══ Entries shown ══

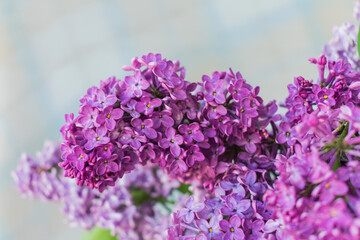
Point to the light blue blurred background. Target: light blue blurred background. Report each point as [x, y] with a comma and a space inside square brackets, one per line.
[51, 51]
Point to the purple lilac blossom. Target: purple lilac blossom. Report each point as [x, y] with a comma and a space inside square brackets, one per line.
[114, 208]
[317, 190]
[156, 116]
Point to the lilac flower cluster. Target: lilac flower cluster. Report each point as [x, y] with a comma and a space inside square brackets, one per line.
[36, 177]
[316, 195]
[235, 211]
[138, 203]
[154, 115]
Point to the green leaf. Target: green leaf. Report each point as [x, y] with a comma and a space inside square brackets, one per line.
[359, 41]
[139, 196]
[98, 234]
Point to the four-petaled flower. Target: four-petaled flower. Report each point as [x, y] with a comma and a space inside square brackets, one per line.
[231, 228]
[215, 91]
[147, 105]
[191, 132]
[109, 116]
[105, 165]
[132, 138]
[172, 140]
[144, 127]
[95, 139]
[188, 213]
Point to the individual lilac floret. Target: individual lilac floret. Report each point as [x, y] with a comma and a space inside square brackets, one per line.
[188, 213]
[231, 228]
[147, 105]
[135, 85]
[144, 127]
[109, 116]
[211, 228]
[95, 139]
[88, 117]
[36, 177]
[285, 134]
[191, 132]
[172, 140]
[215, 92]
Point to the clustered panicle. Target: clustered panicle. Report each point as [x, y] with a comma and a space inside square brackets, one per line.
[299, 179]
[154, 115]
[139, 203]
[316, 195]
[235, 210]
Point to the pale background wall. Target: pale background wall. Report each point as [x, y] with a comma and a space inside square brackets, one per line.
[51, 51]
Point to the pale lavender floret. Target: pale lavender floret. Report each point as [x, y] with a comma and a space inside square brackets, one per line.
[231, 228]
[167, 75]
[215, 92]
[162, 119]
[188, 213]
[234, 186]
[172, 140]
[191, 132]
[144, 127]
[109, 116]
[78, 158]
[130, 108]
[237, 90]
[147, 105]
[36, 177]
[95, 139]
[132, 138]
[134, 86]
[235, 206]
[211, 228]
[329, 189]
[88, 116]
[103, 101]
[194, 154]
[253, 229]
[103, 166]
[216, 110]
[246, 111]
[250, 142]
[285, 135]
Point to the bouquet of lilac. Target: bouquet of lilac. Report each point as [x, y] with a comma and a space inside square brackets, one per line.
[154, 156]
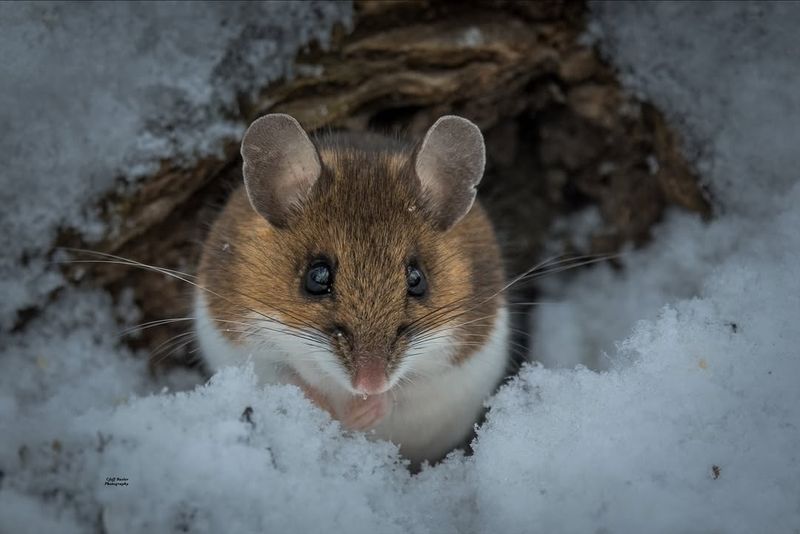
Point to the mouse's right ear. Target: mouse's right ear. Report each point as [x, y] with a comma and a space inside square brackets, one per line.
[281, 165]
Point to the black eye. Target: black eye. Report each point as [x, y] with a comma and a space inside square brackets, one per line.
[319, 279]
[417, 285]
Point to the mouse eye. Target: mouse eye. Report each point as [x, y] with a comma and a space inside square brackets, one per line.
[319, 279]
[417, 285]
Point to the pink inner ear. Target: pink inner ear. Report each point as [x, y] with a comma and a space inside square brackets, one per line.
[449, 165]
[281, 165]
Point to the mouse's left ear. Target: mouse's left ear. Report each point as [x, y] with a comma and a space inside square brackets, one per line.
[449, 165]
[280, 166]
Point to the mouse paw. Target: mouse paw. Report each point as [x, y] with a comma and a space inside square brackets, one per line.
[363, 414]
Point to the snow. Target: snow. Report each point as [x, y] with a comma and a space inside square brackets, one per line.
[691, 425]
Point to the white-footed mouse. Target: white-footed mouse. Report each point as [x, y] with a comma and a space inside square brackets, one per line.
[361, 269]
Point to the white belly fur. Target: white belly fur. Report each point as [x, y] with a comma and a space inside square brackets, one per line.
[428, 418]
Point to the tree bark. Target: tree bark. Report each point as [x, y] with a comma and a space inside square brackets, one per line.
[562, 135]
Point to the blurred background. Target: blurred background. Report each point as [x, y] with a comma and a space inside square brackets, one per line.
[663, 134]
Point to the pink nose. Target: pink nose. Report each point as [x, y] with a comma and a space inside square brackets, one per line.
[370, 376]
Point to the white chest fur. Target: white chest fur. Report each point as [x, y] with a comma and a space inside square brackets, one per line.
[430, 416]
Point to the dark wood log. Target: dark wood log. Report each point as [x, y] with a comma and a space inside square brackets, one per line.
[562, 135]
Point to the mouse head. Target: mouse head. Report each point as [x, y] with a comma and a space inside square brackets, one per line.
[367, 252]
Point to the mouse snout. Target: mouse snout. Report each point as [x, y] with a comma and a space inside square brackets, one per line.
[370, 375]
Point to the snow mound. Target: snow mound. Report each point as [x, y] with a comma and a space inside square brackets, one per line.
[691, 427]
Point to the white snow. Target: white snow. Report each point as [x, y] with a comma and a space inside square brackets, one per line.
[691, 427]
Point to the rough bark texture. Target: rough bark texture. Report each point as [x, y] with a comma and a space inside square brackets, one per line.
[561, 135]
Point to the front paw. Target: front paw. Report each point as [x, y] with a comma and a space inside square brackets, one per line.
[362, 414]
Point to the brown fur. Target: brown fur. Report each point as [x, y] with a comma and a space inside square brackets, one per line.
[364, 214]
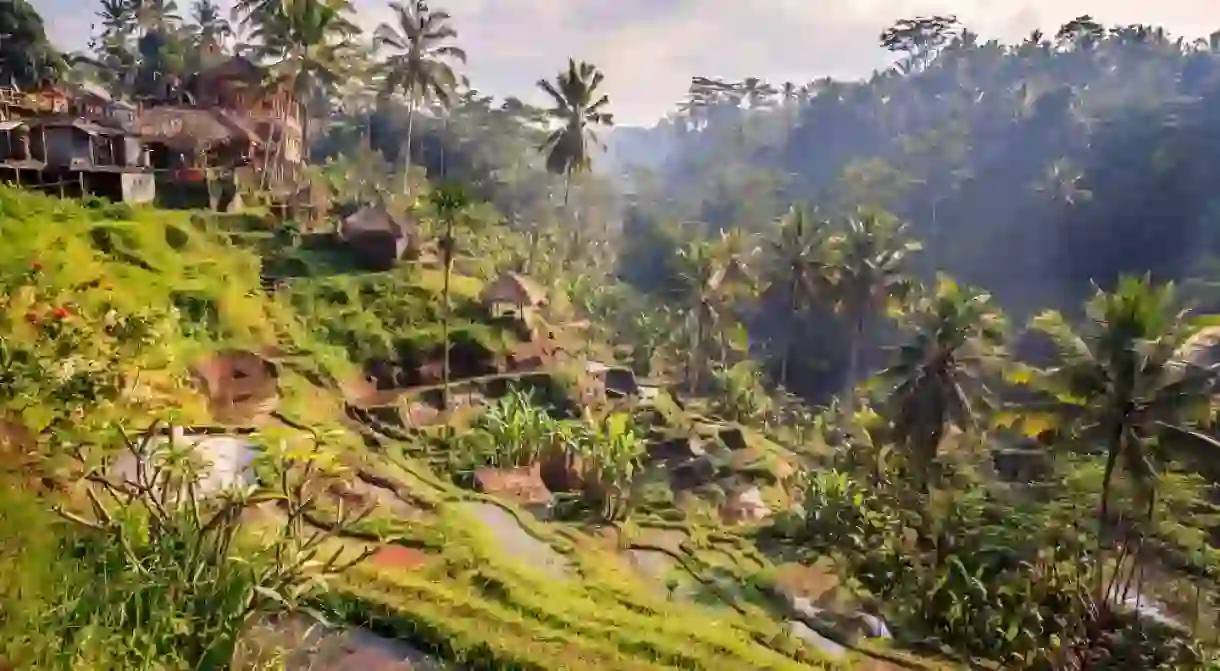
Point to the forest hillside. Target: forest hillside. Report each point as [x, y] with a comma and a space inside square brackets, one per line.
[910, 372]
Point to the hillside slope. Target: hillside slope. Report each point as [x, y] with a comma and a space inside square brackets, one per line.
[466, 577]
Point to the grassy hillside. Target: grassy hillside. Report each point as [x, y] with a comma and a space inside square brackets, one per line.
[128, 299]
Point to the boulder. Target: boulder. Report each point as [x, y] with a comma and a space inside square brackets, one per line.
[522, 486]
[240, 387]
[563, 471]
[850, 626]
[744, 505]
[680, 448]
[802, 632]
[693, 473]
[732, 437]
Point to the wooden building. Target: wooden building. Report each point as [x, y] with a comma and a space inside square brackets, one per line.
[239, 87]
[75, 156]
[378, 237]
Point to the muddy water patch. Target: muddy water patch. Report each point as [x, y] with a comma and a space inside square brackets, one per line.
[301, 644]
[515, 542]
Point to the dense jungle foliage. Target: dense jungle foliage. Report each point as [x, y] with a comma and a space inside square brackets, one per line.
[913, 372]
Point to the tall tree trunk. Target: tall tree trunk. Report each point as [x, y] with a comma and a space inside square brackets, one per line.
[406, 155]
[533, 249]
[853, 362]
[1103, 514]
[791, 336]
[567, 192]
[444, 320]
[693, 360]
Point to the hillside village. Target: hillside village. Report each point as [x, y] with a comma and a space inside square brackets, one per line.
[210, 138]
[314, 356]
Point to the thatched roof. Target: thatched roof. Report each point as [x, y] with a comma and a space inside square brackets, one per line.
[60, 121]
[189, 128]
[372, 218]
[233, 67]
[1203, 348]
[515, 289]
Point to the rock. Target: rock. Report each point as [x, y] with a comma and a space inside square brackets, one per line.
[693, 473]
[398, 556]
[521, 486]
[621, 382]
[515, 541]
[242, 387]
[225, 461]
[677, 449]
[802, 632]
[733, 438]
[563, 471]
[348, 493]
[744, 505]
[306, 644]
[850, 625]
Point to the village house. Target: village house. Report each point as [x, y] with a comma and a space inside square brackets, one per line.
[75, 156]
[94, 103]
[513, 294]
[198, 154]
[378, 237]
[238, 87]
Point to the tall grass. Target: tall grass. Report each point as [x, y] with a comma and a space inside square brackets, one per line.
[516, 432]
[155, 575]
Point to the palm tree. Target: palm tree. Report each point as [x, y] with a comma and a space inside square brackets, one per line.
[866, 272]
[448, 200]
[708, 277]
[578, 109]
[799, 265]
[309, 43]
[421, 65]
[1121, 384]
[211, 28]
[155, 15]
[957, 333]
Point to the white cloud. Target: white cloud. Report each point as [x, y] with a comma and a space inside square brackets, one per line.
[650, 48]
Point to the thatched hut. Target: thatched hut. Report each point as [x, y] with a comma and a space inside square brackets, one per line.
[183, 137]
[378, 237]
[513, 292]
[240, 387]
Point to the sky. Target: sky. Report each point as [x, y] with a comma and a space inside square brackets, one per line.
[649, 49]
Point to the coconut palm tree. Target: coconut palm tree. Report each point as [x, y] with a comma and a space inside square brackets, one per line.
[709, 277]
[866, 272]
[309, 44]
[421, 66]
[798, 251]
[957, 333]
[1120, 386]
[578, 107]
[448, 201]
[211, 28]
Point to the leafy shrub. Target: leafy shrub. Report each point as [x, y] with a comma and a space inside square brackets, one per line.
[996, 582]
[181, 577]
[65, 361]
[738, 394]
[516, 432]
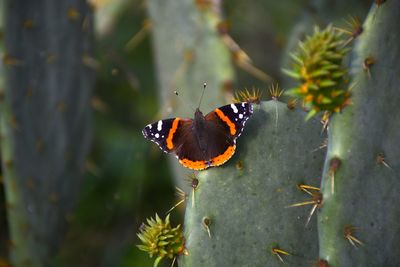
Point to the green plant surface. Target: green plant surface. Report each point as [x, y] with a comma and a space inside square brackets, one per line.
[188, 52]
[45, 121]
[358, 222]
[241, 209]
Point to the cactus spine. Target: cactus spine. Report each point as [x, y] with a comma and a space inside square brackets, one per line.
[241, 208]
[364, 140]
[189, 51]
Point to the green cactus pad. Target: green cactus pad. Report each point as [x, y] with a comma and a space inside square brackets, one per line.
[364, 205]
[240, 213]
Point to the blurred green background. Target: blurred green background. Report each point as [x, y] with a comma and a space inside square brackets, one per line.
[127, 178]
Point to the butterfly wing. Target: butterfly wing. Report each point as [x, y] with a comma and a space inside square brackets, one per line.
[233, 117]
[224, 126]
[162, 133]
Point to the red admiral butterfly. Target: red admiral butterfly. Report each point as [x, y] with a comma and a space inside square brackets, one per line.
[204, 141]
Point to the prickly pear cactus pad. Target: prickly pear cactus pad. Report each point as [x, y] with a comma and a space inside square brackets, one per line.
[359, 220]
[240, 215]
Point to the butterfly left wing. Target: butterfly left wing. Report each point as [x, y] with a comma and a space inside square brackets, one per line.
[233, 116]
[162, 133]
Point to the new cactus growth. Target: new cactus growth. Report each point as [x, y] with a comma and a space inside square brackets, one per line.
[317, 64]
[161, 240]
[249, 212]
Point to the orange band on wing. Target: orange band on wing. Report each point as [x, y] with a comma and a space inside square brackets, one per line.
[221, 159]
[194, 165]
[225, 119]
[170, 144]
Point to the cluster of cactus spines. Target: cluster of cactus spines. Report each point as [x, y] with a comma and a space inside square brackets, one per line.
[45, 121]
[317, 64]
[242, 208]
[358, 220]
[161, 240]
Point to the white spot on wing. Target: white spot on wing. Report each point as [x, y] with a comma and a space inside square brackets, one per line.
[234, 108]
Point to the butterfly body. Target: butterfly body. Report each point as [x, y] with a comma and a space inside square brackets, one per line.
[204, 141]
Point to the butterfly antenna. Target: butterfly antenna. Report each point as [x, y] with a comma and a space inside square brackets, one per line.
[202, 94]
[184, 101]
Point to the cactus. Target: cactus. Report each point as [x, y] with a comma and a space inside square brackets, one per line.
[318, 65]
[238, 215]
[161, 240]
[241, 208]
[361, 210]
[189, 52]
[45, 125]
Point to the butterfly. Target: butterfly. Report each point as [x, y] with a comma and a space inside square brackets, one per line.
[203, 141]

═══

## Exercise objective:
Quote exactly the line containing "Point to the butterfly body." and every later line through the end of the listing, and no other lines.

## The completed task:
Point to the butterfly body. Target: butterfly body. Report each point as [x, y] with a comma and a space inside square brackets, one per line.
[204, 141]
Point to the butterfly antenna. Target: butterfly antenna. Report each point as [x, y] with a comma and a space inside square brackets, one per line.
[202, 94]
[184, 101]
Point to the cactus. Target: cactus. Report each point as [x, y] with a comma and a space inside square brackets, one per line.
[318, 65]
[238, 215]
[161, 240]
[241, 208]
[361, 210]
[189, 52]
[45, 125]
Point to the butterfly. Target: butterfly. Report each point as [x, y] with a comma and a space inside square brackets, one per line.
[203, 141]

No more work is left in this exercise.